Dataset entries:
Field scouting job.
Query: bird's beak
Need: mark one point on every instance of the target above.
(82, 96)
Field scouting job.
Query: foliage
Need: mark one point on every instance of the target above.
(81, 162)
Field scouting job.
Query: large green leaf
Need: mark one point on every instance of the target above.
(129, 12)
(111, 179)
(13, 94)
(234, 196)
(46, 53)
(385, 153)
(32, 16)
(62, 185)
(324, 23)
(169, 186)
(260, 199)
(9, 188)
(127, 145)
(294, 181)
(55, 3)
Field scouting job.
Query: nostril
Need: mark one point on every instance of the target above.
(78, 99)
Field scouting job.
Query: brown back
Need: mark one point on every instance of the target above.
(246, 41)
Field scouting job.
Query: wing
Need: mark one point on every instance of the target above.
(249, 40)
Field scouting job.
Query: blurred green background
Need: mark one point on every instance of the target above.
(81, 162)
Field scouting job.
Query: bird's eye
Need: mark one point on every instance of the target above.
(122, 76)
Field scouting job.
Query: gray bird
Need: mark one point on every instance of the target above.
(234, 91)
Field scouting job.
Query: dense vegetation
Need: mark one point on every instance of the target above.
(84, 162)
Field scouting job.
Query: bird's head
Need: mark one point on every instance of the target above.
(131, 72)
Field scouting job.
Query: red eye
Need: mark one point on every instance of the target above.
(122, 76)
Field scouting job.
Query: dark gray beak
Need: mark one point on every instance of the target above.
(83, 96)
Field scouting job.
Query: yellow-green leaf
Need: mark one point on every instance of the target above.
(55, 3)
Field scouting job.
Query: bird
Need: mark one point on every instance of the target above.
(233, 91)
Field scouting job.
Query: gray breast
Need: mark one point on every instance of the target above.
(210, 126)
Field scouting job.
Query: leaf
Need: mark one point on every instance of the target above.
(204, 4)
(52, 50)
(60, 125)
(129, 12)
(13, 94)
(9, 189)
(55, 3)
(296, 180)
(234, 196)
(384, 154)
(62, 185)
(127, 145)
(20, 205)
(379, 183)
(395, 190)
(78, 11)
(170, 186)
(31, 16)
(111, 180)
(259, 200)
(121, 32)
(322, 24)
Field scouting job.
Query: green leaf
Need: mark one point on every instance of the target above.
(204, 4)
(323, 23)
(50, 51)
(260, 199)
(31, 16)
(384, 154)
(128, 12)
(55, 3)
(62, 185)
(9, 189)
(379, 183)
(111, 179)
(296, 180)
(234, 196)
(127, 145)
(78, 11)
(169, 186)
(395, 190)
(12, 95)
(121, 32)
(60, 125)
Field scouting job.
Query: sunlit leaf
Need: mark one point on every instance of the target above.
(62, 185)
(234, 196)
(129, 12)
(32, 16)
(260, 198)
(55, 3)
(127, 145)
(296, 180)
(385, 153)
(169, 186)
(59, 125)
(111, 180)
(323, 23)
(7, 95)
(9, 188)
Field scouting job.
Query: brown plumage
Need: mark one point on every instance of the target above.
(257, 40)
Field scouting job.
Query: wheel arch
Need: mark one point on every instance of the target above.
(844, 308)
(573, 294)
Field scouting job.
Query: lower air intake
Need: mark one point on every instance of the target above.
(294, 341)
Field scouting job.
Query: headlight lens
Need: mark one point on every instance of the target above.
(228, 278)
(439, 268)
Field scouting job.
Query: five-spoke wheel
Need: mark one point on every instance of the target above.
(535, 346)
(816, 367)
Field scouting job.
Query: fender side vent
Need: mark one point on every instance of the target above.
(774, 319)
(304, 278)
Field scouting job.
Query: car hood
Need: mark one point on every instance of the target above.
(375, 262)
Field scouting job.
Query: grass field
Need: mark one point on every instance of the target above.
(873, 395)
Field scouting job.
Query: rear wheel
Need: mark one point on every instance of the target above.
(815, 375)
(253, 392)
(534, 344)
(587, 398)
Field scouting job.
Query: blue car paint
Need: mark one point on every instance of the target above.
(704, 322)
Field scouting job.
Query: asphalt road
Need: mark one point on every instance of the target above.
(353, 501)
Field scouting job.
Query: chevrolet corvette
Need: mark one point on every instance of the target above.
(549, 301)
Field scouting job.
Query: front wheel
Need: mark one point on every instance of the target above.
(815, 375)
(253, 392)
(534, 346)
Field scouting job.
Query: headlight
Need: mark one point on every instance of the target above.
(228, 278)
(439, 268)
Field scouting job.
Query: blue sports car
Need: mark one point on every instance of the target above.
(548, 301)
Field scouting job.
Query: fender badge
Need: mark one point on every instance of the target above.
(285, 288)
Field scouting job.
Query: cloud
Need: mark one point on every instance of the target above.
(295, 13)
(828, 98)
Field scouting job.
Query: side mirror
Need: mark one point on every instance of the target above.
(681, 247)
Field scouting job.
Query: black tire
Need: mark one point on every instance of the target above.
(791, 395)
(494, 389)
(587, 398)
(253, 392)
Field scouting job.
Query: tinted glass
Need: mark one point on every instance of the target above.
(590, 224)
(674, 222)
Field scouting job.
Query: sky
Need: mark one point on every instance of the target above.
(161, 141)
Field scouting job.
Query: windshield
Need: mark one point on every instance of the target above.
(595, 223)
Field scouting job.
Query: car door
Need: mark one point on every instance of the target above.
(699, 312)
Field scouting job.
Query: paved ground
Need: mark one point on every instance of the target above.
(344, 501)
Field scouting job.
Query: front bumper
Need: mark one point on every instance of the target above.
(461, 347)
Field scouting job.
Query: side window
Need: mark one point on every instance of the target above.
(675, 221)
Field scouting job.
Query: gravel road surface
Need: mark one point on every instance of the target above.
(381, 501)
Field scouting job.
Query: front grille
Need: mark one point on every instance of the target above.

TASK TO CARRY OUT – Your task is to repeat every entry exactly.

ANSWER TO THE TASK –
Field scouting job.
Query: bird's beak
Need: mark one point on every instance of the target above.
(82, 96)
Field scouting job.
Query: foliage
Need: mark one point on every instance of the target above.
(81, 162)
Field scouting job.
Query: large green leaf
Need: mark one point on every instance of the target above.
(129, 12)
(111, 179)
(13, 94)
(234, 196)
(46, 53)
(385, 153)
(32, 16)
(62, 185)
(324, 23)
(169, 186)
(260, 199)
(9, 188)
(127, 145)
(294, 181)
(55, 3)
Field scouting job.
Query: nostril
Need: mark one point on every instance of the target above.
(78, 99)
Field scouting job.
Query: brown back
Need: mark one point on every instance of the target above.
(246, 41)
Field scouting job.
Query: wing
Need: mark one point on every instance of the target above.
(249, 40)
Field scouting job.
Query: blurred green background
Need: mark one point on every instance of the target above.
(81, 162)
Field scouting job.
Query: bird's eye
Need: mark one point on every instance of the target above.
(122, 76)
Field scouting job.
Query: gray bird
Need: mark one point on every instance of the target above.
(234, 91)
Field scouting job.
Query: dense vegetation
Need: mark one point on every instance of the target above.
(84, 162)
Field scouting job.
Query: bird's head
Need: mark one point on every instance of the target above.
(131, 72)
Field scouting job.
Query: red eye
Need: mark one point on every instance of the target above.
(122, 76)
Field scouting job.
Query: dark gray beak
Need: mark one point on every instance of the target above.
(83, 96)
Field scouting job.
Query: yellow-green leaf
Need: mark one point on every instance of the target above.
(55, 3)
Field scouting job.
Query: bird
Need: mark one point on every instance of the target above.
(233, 91)
Field scouting job.
Query: gray breast
Need: mark one point on every instance of the target above.
(210, 126)
Field scouting job.
Query: leaf
Need: mark one point on every instance of the target above.
(204, 4)
(52, 50)
(60, 125)
(129, 12)
(13, 94)
(9, 189)
(55, 3)
(296, 180)
(234, 196)
(384, 154)
(62, 185)
(127, 145)
(20, 205)
(379, 183)
(395, 190)
(78, 11)
(170, 186)
(31, 16)
(111, 180)
(259, 200)
(121, 32)
(322, 24)
Field scouting job.
Query: green leaf
Need: mark one point on every instance of the target above.
(204, 4)
(323, 23)
(50, 51)
(260, 199)
(31, 16)
(384, 154)
(128, 12)
(55, 3)
(62, 185)
(9, 189)
(379, 183)
(111, 179)
(296, 180)
(234, 196)
(127, 145)
(78, 11)
(169, 186)
(395, 190)
(12, 95)
(121, 32)
(60, 125)
Field scouting job.
Query: sunlit leaf
Need: mark one point on every instance of the target above.
(62, 185)
(234, 196)
(129, 12)
(32, 16)
(260, 198)
(55, 3)
(127, 145)
(296, 180)
(385, 153)
(169, 186)
(59, 125)
(111, 180)
(323, 23)
(7, 95)
(9, 188)
Field scouting job.
Query: brown plumage
Need: mark one point on every instance of the target above.
(257, 40)
Field scouting job.
Query: wheel arch
Need: mark one point on every instance of the target above.
(844, 308)
(573, 294)
Field scouting job.
Query: lower air intake
Need: mark one point on every instance of the target above.
(294, 341)
Field scouting job.
Query: headlight lens
Need: mark one point on every instance of the target above.
(228, 278)
(439, 268)
Field scouting job.
Query: five-spoke wheel
Need: mark one point on every instance of the target above.
(535, 346)
(816, 367)
Field scouting job.
Query: fender side vent
Need: mark one point on every instance of the target above.
(774, 319)
(304, 278)
Field scouting job.
Query: car hood
Need: mark one point on every instance of the target above.
(375, 262)
Field scouting job.
Query: grass field
Need: mark one point on every instance of the target above.
(873, 395)
Field scouting job.
Query: rear wheel
Need: mark one point on every instance of the target above.
(815, 375)
(253, 392)
(534, 344)
(587, 398)
Field scouting job.
Query: blue car paint
Need: mark one point on every instance of the target above.
(704, 322)
Field scouting job.
Query: asphalt road
Need: mark one point on every instance of the target above.
(353, 501)
Field scouting job.
Query: chevrolet corvette
Need: mark one point on every instance of the target above.
(549, 301)
Field scouting job.
Query: front wheel
Need: mark one point on every instance of the target above.
(815, 375)
(253, 392)
(534, 346)
Field scouting job.
Query: headlight
Need: mark one point on every instance of the target above.
(228, 278)
(439, 268)
Field scouting job.
Query: blue sports car
Need: mark one point on every instance of the target above.
(548, 301)
Field scouting job.
Query: fender badge
Need: mark one point on every instance of the target above.
(285, 288)
Field scouting job.
Query: cloud
Need: mark one point on every instance of the target above.
(295, 13)
(828, 98)
Field scouting job.
Query: side mirror
Need: mark one point on every instance of the target above.
(681, 247)
Field scouting job.
Query: black tire
Need: mark one point on every instance of the target above.
(791, 395)
(494, 389)
(587, 398)
(253, 392)
Field scouting job.
Query: tinted glass
Need: mark one point on every instance of the target above.
(590, 224)
(674, 222)
Field scouting job.
Query: sky
Need: mark one point on every instance of the target above.
(161, 141)
Field scouting job.
Query: windshield
Need: mark one point on every instance of the target above.
(595, 223)
Field scouting job.
Query: car door
Need: mark one point on every instance of the target above.
(699, 312)
Field scouting job.
Query: paved ground
Need: mark one point on every instance of the target above.
(344, 501)
Field scouting job.
Query: front bumper
Need: mark one point on every instance of the target above.
(461, 347)
Field scouting job.
Query: side window
Need: mark one point on every instance of the target above.
(675, 221)
Field scouting job.
Query: gravel road surface
Need: mark one point on every instance of the target above.
(381, 501)
Field scouting job.
Query: front grille
Need: mark one point on every instance of the target above.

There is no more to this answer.